Top of INFORMATION SUPPLIED

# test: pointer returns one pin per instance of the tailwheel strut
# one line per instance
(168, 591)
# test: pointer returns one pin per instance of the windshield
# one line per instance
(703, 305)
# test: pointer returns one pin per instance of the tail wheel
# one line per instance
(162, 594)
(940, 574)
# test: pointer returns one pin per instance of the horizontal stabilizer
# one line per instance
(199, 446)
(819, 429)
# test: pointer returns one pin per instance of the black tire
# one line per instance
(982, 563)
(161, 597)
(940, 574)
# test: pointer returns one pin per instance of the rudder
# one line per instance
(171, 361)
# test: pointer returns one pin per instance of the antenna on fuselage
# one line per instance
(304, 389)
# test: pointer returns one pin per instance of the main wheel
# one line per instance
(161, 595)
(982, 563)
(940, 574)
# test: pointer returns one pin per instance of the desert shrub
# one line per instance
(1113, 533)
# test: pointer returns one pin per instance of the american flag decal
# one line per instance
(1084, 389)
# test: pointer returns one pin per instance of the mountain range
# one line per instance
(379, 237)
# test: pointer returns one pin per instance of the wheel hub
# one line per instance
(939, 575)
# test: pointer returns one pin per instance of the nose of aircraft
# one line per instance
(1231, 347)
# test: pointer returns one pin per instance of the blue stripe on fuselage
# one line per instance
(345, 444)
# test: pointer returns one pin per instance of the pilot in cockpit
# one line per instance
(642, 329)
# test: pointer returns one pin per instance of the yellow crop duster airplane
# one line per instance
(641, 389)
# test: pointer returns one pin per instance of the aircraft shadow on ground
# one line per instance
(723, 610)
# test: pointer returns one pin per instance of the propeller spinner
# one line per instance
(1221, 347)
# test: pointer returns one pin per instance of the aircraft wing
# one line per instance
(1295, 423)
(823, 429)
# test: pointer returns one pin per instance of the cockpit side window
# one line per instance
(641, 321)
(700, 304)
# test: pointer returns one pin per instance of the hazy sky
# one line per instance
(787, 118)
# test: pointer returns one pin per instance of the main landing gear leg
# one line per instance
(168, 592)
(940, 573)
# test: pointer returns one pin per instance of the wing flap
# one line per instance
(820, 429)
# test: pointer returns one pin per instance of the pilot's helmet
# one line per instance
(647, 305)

Bottom of INFORMATION SUPPLIED

Out of the preceding entries, pull each line that contains the word "main".

§ **RESULT BELOW**
# test: pointer returns one pin per instance of the main wheel
# test: pointer returns one pin per instance of the main landing gear leg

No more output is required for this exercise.